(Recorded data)
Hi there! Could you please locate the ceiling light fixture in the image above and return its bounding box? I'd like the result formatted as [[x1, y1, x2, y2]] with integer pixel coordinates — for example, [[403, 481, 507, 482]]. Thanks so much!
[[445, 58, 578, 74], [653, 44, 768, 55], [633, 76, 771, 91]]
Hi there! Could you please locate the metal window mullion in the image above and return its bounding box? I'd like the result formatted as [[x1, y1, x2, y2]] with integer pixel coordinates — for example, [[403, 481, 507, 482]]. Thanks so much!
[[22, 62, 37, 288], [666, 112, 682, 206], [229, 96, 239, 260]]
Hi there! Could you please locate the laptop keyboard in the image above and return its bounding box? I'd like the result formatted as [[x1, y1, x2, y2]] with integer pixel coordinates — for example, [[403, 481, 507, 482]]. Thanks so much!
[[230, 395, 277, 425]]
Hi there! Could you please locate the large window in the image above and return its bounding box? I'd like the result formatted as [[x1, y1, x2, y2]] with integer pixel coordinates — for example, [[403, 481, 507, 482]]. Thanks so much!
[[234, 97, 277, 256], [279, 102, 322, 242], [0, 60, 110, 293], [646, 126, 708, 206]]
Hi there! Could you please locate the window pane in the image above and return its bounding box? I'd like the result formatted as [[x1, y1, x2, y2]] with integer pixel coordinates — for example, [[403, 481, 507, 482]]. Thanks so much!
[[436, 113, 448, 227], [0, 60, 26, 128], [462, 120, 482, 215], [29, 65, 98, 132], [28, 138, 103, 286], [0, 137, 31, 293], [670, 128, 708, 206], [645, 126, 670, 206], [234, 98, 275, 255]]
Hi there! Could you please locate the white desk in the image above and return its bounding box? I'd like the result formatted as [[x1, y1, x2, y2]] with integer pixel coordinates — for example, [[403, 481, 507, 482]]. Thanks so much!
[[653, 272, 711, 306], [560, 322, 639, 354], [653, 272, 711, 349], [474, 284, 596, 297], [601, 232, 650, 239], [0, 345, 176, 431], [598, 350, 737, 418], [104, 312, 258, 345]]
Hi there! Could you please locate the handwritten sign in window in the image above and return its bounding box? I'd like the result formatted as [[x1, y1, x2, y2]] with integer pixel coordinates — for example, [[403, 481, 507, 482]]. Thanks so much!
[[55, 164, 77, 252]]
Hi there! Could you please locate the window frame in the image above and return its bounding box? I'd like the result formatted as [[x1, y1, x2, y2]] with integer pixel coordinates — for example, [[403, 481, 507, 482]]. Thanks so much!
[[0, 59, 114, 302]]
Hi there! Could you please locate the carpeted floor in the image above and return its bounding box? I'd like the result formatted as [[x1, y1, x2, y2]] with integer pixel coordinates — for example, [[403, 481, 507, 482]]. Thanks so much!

Exercise goal
Please rewrite the records above, swapping "integer pixel coordinates" for "whole-number pixel coordinates" and leaving everything else as it is.

Response to this task
Hi there! Could you please locate the ceiling light fixture in the image above and return its bounding box? I'd like the result formatted as [[x1, y1, x2, y2]] with whole-number pixel coordinates — for example, [[403, 481, 507, 482]]. Thanks so much!
[[445, 58, 578, 74], [653, 44, 768, 55], [633, 76, 771, 91]]
Hi there! Could you please locate the metal window mullion in the image above and return its bounding box? I'd like the result formatted as [[x1, y1, x2, y2]] with whole-number pixel coordinates — for example, [[403, 481, 507, 482]]. Thanks so much!
[[22, 62, 37, 288], [666, 112, 682, 206], [229, 96, 239, 260]]
Hi there! Could you please locate the laptop keyboard in the image above and return its bounding box? I'd like the result formatted as [[x1, y1, x2, y2]] with whole-number pixel coordinates — for example, [[403, 481, 507, 482]]. Thanks so much!
[[230, 395, 277, 425]]
Hi there! Could you please locate the large window in the image above and return its bounding box? I'd like the result formatted as [[x1, y1, x2, y2]] with whole-number pixel coordinates — for example, [[403, 481, 507, 482]]. Thanks so much!
[[234, 97, 277, 256], [279, 102, 322, 242], [0, 60, 110, 293], [646, 126, 708, 206]]
Hi there! Could you please locate the window pane in the image above and return its bounding box? I'd like the result formatted as [[x1, y1, x2, y2]] with whole-number pixel coordinates — for example, [[403, 481, 507, 482]]. Thanks so much!
[[436, 113, 448, 227], [0, 60, 26, 128], [462, 120, 482, 215], [29, 65, 98, 132], [28, 138, 103, 286], [0, 137, 31, 293], [670, 128, 708, 206], [645, 126, 670, 206], [234, 98, 275, 255]]
Hi there! Could you please locate the white desk in the image above and return its bounding box? I'd like the result formatted as [[x1, y1, x2, y2]] with whole-number pixel coordinates — for example, [[403, 481, 507, 482]]. Thanks so much!
[[653, 272, 711, 306], [560, 322, 639, 354], [653, 272, 711, 349], [474, 284, 596, 297], [601, 232, 650, 239], [0, 345, 176, 431], [598, 350, 737, 418], [104, 312, 258, 345]]
Hi there! Could you please locate the handwritten sign in window in the image above and return its bounding box? I'd like the result formatted as [[x1, y1, x2, y2]] with whole-number pixel coordinates — for example, [[403, 481, 507, 482]]. Thanks so much!
[[55, 164, 77, 252]]
Hi there! Could you please locate the window frame in the image above and return its bounding box? I'd like the result formatted as [[x1, y1, x2, y2]] with whole-number pixel coordinates — for example, [[403, 481, 507, 482]]. Thanks so much!
[[0, 59, 114, 302]]
Hi there! Could you please locate the carpeted floor in the image above and return its bounding box? I'd like the result formatted as [[x1, y1, x2, y2]] with whole-number pixel coordinates — for example, [[403, 481, 507, 482]]. Thanks so much!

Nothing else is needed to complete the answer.